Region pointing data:

========================================

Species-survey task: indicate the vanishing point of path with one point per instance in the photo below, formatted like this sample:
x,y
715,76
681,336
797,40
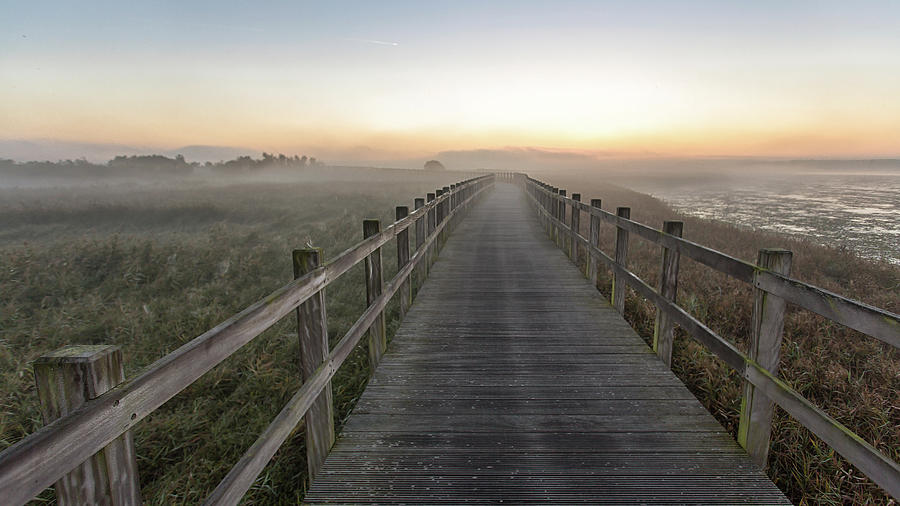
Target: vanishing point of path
x,y
512,379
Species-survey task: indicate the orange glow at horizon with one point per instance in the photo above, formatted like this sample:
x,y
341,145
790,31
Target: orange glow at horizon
x,y
805,84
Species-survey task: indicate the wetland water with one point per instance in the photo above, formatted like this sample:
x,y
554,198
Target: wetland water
x,y
856,209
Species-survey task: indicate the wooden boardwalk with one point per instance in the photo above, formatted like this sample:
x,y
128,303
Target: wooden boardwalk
x,y
512,379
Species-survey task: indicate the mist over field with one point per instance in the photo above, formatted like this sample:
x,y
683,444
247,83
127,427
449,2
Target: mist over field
x,y
166,168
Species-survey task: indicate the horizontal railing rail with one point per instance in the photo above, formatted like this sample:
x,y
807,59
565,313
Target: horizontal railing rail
x,y
872,321
44,457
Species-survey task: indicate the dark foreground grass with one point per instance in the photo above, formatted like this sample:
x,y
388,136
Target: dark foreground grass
x,y
151,267
853,377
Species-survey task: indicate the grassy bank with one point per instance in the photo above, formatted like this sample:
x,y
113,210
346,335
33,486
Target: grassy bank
x,y
150,266
854,378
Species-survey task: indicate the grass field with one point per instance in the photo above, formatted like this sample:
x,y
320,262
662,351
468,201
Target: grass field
x,y
853,377
149,267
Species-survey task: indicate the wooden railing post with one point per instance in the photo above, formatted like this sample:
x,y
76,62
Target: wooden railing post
x,y
374,287
554,213
576,227
312,330
421,223
593,266
66,379
431,224
755,427
402,260
618,290
438,219
561,216
663,331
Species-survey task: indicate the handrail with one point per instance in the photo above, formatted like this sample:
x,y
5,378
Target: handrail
x,y
880,468
42,458
875,322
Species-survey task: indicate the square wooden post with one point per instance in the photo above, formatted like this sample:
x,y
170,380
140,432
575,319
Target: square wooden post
x,y
576,225
755,426
402,260
593,266
561,216
618,290
421,272
431,224
374,287
66,379
554,213
663,331
438,219
312,330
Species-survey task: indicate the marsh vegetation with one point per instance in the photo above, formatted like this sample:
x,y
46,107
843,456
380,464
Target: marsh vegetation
x,y
854,378
150,266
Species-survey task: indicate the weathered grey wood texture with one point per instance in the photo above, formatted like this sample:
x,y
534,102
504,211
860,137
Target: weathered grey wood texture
x,y
66,379
512,378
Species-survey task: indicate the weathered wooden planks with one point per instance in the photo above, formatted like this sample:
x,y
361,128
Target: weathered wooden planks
x,y
512,379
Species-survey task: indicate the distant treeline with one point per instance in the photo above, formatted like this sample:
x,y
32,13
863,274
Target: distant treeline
x,y
152,166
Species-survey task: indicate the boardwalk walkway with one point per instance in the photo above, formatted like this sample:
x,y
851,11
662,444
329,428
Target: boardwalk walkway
x,y
513,379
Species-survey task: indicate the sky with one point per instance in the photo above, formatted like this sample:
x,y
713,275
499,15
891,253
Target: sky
x,y
369,81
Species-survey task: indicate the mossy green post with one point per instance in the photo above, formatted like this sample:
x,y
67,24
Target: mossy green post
x,y
374,287
663,330
66,379
312,331
755,426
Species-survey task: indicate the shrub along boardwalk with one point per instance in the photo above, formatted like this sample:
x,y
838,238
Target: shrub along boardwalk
x,y
512,378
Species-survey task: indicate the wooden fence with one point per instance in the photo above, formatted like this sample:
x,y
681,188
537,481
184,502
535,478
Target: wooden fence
x,y
773,288
87,450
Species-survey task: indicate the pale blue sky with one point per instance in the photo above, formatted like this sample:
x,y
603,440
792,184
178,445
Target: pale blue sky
x,y
792,76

========================================

All records must be output exactly as they are, except for the pictures, which are left out.

__Output for this task__.
Species-survey task: indicate the vanishing point of path with one point per instance in the photo below, formatted like this sample:
x,y
715,76
681,336
797,40
Target: vanishing point of path
x,y
512,379
Species-survey task: indicate the orange glow at horizon with one point per instance in the photo above, formatted like this sample:
x,y
341,145
790,31
Target: orange glow at horizon
x,y
805,84
Species-survey task: indicate the wetland water with one point per instance in the photo above, formatted like this sample:
x,y
554,198
Target: wetland water
x,y
856,209
Species-survey task: indicate the wooden boardwalk with one point per instance in the photo above, formatted like this sample:
x,y
128,303
Target: wooden boardwalk
x,y
512,379
Species-survey task: indicate the mist over field with one point per instance in the photo above, formatted like this sample:
x,y
683,444
247,83
127,427
449,2
Target: mist over field
x,y
166,168
Species-survey task: indicate the horizontal railing rail with one point per instance in the photo above, formatted like this sample:
x,y
807,59
565,313
Target: horizontal railing rail
x,y
872,321
44,457
Species-survey task: indicate the dark foreground grass with one point per instance in the photo above, formatted like this sample:
x,y
388,136
Target: dark foreground grass
x,y
151,267
853,377
Species-survey task: indicate the grassy bank with one point per instance in the photo above, formatted like this sample:
x,y
113,210
346,335
33,486
Target: grassy bank
x,y
150,266
854,378
Species-survey task: indicate the grass field with one point per instance in the photo above, formatted like this sample:
x,y
320,262
662,351
468,201
Target: grass field
x,y
853,377
149,267
Species-survey task: indicate the wooden railing post with one point per instance in the photo above, formatted like this sample:
x,y
76,62
Target: wooden railing post
x,y
374,287
554,213
576,227
312,330
421,223
593,266
66,379
431,224
755,427
402,260
618,290
438,219
561,216
663,331
Species-survey task: indicate the handrail with one point per instance in the photo above, formatted like this sample:
x,y
5,378
Target: handrail
x,y
880,468
42,458
875,322
Species-survey task: indicate the square wooden post with one point per instance in the photo above, formatted like this sample:
x,y
170,380
140,432
575,319
Target: square wooden post
x,y
576,225
755,426
402,260
593,266
561,216
618,290
421,272
431,224
374,287
66,379
554,213
663,331
438,219
312,330
Species-survey task: indicate the marsh vegetation with one point per instance in the photo above, formatted like this sample:
x,y
46,107
843,456
380,464
Target: marsh vegetation
x,y
854,378
150,266
Species-survey task: indicate the weathered grey wood texture with one point per instance in the photo above, formatted like this sample:
x,y
534,102
504,211
860,137
Target: weathered grey wood texture
x,y
66,379
512,378
Species-survey task: indicate the weathered wooden planks with one point per instance in the photo above, formatted like this sample:
x,y
361,128
Target: weathered wooden planks
x,y
512,379
Species-survey task: indicate the distant treeline with one point per instance in the photo above, formatted like this sample:
x,y
32,13
863,274
Target: distant treeline
x,y
152,166
Species-survey task: indicate the boardwalk walkway with one point per instance in the photo above, formatted like this sample:
x,y
851,11
662,444
329,428
Target: boardwalk walkway
x,y
513,379
Species-survey task: indicate the sky with one point per instance in the photo above, formatted like this sample:
x,y
713,275
499,15
891,253
Target: sky
x,y
369,81
Species-survey task: indicate the mossy green post with one point per instance in the photo above, formatted like this sample:
x,y
67,24
Target: mossy green post
x,y
374,287
663,330
66,379
312,331
755,426
Species-survey task: indicate the shrub along boardwalk with one point per instance in the photo above, formatted like this sample:
x,y
838,238
Target: shrub along boardwalk
x,y
512,378
Species-survey task: indicate the wooden fence with one point per instance in the photo above, formatted like this sample:
x,y
681,188
537,481
184,502
535,478
Target: wooden fence
x,y
773,288
87,450
Species-survey task: indicate the pale blue sky with one point per instance in the photo above, formatted like this sample:
x,y
603,440
792,184
178,445
Target: pale blue sky
x,y
792,76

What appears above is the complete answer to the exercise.